* _Problem requirements_
Two lines mark the range in the entries below: the one holding "[(815, 659), (863, 128)]" and the one holding "Exercise. Mark the person". Set down those two and all lines between them, exactly.

Natural language region descriptions
################

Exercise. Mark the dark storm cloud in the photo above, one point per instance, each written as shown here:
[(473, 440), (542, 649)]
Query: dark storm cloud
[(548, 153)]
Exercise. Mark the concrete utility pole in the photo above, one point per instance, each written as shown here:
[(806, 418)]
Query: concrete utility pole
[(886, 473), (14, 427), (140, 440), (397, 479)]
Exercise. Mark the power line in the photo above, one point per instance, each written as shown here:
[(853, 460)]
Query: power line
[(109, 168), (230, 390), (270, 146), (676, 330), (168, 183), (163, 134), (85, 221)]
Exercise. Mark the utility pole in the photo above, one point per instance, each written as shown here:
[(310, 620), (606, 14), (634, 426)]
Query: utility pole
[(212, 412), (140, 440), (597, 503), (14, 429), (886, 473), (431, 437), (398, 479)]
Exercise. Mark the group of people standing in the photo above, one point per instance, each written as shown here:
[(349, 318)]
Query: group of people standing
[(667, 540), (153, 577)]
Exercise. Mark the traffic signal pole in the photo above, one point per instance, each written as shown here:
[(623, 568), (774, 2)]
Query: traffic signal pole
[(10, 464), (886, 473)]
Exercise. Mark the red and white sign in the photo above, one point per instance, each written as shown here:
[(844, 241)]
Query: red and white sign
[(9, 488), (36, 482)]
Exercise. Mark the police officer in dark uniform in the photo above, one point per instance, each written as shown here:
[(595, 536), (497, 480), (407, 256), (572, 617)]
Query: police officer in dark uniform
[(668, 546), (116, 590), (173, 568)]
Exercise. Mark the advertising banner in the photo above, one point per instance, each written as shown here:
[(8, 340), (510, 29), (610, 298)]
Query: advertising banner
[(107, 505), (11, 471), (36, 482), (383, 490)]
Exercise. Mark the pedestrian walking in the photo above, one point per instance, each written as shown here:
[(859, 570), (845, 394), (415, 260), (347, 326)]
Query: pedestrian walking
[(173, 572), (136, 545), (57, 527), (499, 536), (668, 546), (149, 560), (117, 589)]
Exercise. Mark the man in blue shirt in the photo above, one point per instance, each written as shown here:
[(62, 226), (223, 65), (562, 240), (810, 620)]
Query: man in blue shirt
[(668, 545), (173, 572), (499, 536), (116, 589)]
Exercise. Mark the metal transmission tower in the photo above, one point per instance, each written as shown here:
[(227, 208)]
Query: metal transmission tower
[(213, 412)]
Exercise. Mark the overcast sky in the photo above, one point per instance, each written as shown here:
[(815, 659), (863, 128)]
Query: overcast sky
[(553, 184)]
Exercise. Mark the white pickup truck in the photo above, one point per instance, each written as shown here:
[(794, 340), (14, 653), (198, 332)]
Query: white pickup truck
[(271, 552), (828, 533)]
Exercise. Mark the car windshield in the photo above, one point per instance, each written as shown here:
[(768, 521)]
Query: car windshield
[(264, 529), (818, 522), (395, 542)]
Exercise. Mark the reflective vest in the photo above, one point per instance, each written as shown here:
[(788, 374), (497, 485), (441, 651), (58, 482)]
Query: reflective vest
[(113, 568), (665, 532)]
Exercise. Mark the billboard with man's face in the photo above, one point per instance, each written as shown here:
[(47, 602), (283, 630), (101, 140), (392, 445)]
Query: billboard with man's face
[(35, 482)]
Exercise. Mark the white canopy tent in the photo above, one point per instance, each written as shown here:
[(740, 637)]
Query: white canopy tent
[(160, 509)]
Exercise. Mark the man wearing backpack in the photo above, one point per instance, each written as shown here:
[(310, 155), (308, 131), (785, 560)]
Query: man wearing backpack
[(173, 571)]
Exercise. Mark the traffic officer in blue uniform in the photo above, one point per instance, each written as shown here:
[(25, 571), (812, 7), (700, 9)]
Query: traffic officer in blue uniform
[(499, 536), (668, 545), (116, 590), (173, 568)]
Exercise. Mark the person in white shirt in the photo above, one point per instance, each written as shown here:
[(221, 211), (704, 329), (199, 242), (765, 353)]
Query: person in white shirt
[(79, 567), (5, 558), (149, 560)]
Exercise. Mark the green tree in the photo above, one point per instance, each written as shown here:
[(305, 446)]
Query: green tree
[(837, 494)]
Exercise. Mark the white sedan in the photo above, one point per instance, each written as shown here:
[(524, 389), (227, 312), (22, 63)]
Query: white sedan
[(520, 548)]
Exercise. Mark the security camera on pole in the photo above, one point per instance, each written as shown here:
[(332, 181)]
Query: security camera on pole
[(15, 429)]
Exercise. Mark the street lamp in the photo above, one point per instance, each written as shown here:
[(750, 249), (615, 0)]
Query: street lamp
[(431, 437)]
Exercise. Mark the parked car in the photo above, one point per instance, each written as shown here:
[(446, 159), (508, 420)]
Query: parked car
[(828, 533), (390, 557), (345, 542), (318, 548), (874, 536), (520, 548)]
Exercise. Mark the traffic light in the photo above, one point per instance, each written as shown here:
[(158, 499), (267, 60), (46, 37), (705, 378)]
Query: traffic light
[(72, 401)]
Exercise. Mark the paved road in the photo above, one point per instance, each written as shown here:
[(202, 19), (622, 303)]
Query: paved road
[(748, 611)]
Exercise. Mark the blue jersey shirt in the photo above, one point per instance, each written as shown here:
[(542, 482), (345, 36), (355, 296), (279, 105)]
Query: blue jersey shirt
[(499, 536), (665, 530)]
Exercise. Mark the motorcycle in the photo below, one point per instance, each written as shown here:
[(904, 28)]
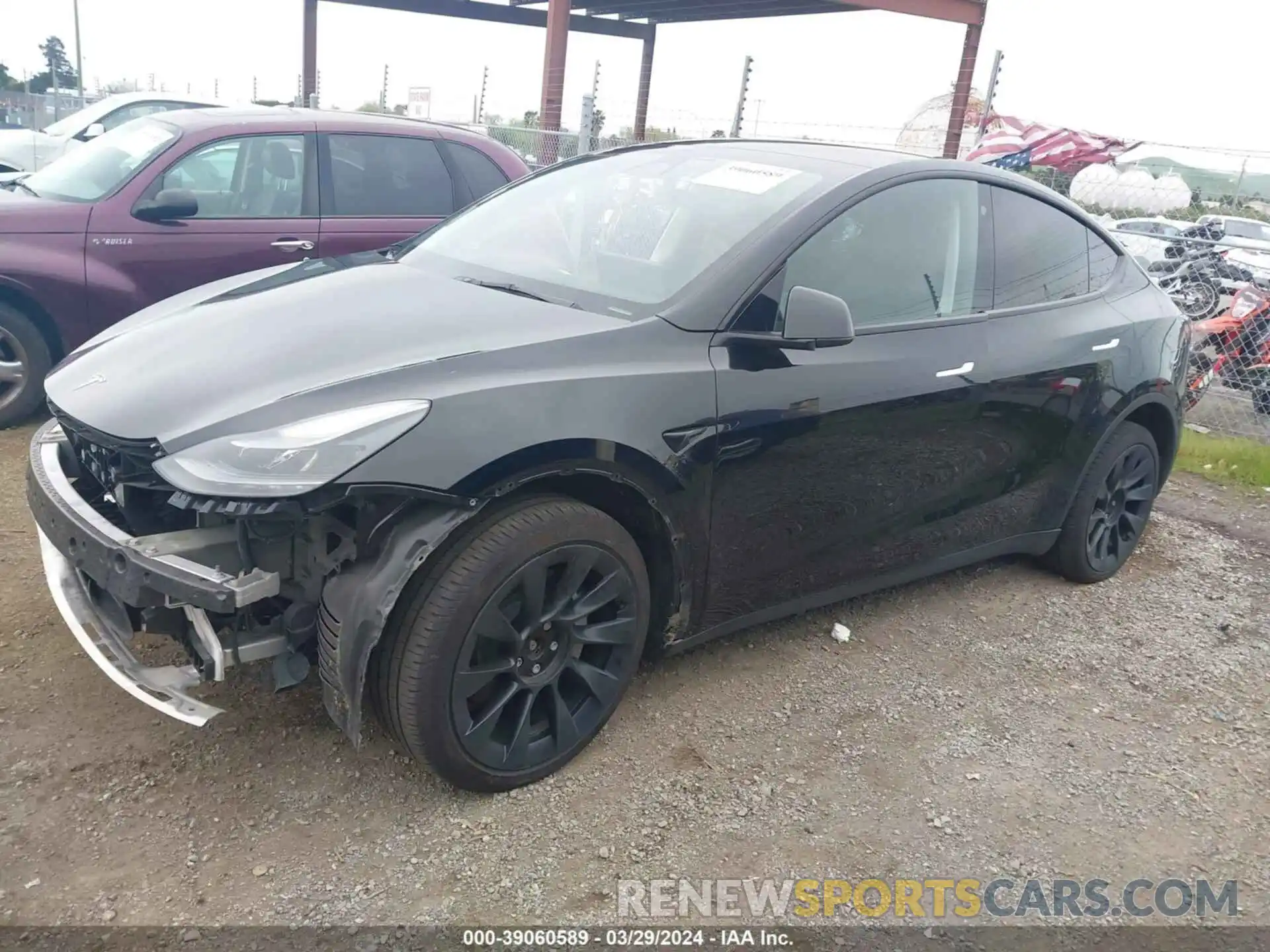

################

* _Answer to this exercise_
[(815, 659), (863, 128)]
Query: overcast sky
[(553, 184)]
Exercise. Mark the white pickup truck in the photo above, one point per instance, each written as shown here:
[(794, 340), (14, 653), (198, 332)]
Query: white pickup truck
[(271, 552), (828, 533)]
Exercise. Mark the car windshield in the photo above, one point per instance, each written as shown here:
[(768, 521)]
Query: car windshield
[(264, 529), (818, 522), (395, 542)]
Exercise. Mark the reflective vest in the photo above, one point per instance, each written as shown here:
[(788, 374), (497, 485), (441, 651), (58, 482)]
Query: reflective vest
[(113, 568), (665, 532)]
Exercise. Mark the billboard with man's face in the photo above, one point per instance, each written as shown here:
[(47, 602), (283, 630), (101, 140), (392, 445)]
Query: billboard with man's face
[(35, 482)]
Exercise. Mark the white canopy tent in the photo above, one point per instance, each written as shown here:
[(740, 637)]
Query: white canopy tent
[(160, 509)]
Exercise. Mark the man wearing backpack in the photo above, one point per instance, each written as shown here:
[(310, 155), (308, 131), (785, 560)]
Query: man wearing backpack
[(173, 571)]
Exercise. Mark the traffic officer in blue uniform in the photo above, one point per instance, each written as shown here:
[(25, 571), (812, 7), (700, 9)]
Query: traffic officer in blue uniform
[(499, 536), (668, 545), (116, 590), (173, 568)]
Exercise. Mark the person in white shirt in the photo above, one point per instance, each written as shown here:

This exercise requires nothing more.